# My Samoyed



## routedriver (Mar 30, 2007)

Here's a picture of our 15 year old Samoyed, Im hoping she will get along with my GR pup. Maybe she will potty train her:crossfing 7 days and counting till Layla comes home:uhoh:


----------



## IvanD (Mar 25, 2007)

Ooooh! Samoyed! The *smiling* dog


----------



## Ninde'Gold (Oct 21, 2006)

I love Samoyed's they're so beautiful. I had to groom one once, was a very sweet dog


----------



## Oaklys Dad (Dec 28, 2005)

Beautiful dog. She carries her age so well!


----------



## Brinkleysmom (Dec 17, 2005)

Beautiful photo of the smiling dog. My parents got a Samoyed when I went away to college. Had him for twelve years. My mom just loved that dog to death. She said no other dog could ever compare to him. Actually his urn with his ashes were buried with my mom. She wanted that and so they put the urn at her feet in the casket. I just love those dogs. They are so adorable with that constant smile. Even if they are upset, they are still smiling. Thanks so much for sharing.


----------



## cubbysan (Mar 13, 2007)

I brought a puppy home to my 12 1/2 year old Great Pyrenees. The first two weeks Goliath did growl and nip at Brady. I thought maybe it was not such a good idea, but Goliath never hurt Brady, and Brady was still all over him. Then I realized that Goliath was just setting the rules. They now sleep together. Brady curls right against Goliath. Goliath also gets a lot of enjoyment just watching all the puppy antics. Goliath is also teaching Brady how to be a great watch dog. They are great company for each other.


----------



## GoldenShamus (Feb 26, 2007)

She's beautiful!!


----------



## KatzNK9 (Feb 27, 2007)

She's a beauty! I do hope she enjoys her new pup buddy! Let us know of their progress when they finally meet.


----------



## GoldenJoyx'stwo (Feb 25, 2007)

Absolutely beautiful! I had a Sammy for a short time. My DH was so afraid of him. I had to find a home for him. I loved that Dog. If I knew then what I know now about Dogs, I would have given DH up!


----------



## Maggies mom (Jan 6, 2006)

Beautiful dog... I have to min. american eskimo's


----------



## Goldndust (Jul 30, 2005)

She's pretty! I used to own one, her name was BO named after Bo Derrick because she was just so pretty too.

Mine used too pull you on a sled out in the snow. Jeremy would hook her up and she loved it.


----------

### ENTRIES SHOWN
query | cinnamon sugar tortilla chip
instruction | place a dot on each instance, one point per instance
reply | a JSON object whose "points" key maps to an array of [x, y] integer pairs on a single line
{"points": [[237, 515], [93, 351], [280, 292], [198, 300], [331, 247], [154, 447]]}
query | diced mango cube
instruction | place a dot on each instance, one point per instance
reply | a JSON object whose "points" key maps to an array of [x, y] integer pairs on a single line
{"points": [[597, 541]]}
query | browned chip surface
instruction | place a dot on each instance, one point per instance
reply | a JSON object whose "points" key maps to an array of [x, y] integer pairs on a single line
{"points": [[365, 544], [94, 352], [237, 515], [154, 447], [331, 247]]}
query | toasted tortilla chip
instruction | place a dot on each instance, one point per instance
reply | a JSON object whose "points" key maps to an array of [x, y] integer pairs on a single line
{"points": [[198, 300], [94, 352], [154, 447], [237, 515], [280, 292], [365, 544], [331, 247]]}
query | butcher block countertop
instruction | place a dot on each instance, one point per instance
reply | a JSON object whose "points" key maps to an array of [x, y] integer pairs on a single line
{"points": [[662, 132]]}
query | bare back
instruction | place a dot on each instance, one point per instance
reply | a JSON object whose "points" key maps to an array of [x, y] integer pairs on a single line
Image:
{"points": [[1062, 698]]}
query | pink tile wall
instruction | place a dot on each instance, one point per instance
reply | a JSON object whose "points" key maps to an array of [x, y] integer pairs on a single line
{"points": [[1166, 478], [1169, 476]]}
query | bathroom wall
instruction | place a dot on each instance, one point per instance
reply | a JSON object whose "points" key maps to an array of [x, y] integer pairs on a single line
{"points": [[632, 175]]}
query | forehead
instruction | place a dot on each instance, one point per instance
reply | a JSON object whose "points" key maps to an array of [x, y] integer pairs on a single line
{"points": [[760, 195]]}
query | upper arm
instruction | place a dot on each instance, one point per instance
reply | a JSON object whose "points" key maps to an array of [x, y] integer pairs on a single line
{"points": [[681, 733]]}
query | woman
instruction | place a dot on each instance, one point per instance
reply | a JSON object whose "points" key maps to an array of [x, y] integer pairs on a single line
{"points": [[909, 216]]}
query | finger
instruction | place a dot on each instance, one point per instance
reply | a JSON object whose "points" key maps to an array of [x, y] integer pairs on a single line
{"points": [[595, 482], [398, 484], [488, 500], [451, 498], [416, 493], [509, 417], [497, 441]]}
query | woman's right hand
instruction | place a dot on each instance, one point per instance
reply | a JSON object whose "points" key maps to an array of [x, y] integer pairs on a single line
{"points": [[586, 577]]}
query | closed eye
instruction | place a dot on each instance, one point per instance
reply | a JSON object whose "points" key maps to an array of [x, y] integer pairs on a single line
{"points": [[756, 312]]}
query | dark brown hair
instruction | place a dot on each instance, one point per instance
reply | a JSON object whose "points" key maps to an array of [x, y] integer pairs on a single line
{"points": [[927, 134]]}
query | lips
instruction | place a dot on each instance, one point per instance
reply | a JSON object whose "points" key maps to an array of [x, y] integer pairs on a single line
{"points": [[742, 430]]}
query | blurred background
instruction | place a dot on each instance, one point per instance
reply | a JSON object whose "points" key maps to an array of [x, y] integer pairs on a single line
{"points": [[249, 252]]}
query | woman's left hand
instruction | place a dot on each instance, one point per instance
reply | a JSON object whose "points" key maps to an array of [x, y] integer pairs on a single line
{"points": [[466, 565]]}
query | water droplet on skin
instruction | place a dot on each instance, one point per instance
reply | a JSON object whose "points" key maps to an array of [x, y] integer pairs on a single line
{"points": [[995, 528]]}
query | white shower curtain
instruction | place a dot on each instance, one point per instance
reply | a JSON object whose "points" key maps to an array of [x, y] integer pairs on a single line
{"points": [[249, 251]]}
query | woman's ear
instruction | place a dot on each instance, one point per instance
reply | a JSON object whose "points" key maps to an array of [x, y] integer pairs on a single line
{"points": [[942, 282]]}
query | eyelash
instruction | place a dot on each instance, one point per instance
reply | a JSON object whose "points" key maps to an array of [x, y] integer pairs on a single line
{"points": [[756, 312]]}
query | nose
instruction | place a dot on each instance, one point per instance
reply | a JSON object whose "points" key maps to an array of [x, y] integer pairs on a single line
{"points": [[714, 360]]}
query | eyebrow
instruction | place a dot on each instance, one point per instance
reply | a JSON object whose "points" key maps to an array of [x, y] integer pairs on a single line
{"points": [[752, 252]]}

### ACTIONS TO TAKE
1. Condense the paragraph in the Samoyed thread that begins "I brought a puppy home" into a short bulleted list of its main facts.
2. Reproduce word for word the part of the Samoyed thread that opens with the words containing "## Maggies mom" and closes with "she loved it.".
The data has nothing to do with the Samoyed thread.

### EXERCISE SOLUTIONS
1.
- A puppy, Brady, was brought home to a 12 1/2-year-old Great Pyrenees, Goliath.
- For the first two weeks, Goliath growled and nipped at Brady but never hurt him, and Brady stayed all over him.
- Goliath turned out to be setting the rules.
- The two dogs now sleep together, with Brady curled against Goliath.
- Goliath enjoys watching the puppy's antics and is teaching Brady to be a great watch dog.
- They are great company for each other.

2.
## Maggies mom (Jan 6, 2006)

Beautiful dog... I have to min. american eskimo's


----------



## Goldndust (Jul 30, 2005)

She's pretty! I used to own one, her name was BO named after Bo Derrick because she was just so pretty too.

Mine used too pull you on a sled out in the snow. Jeremy would hook her up and she loved it.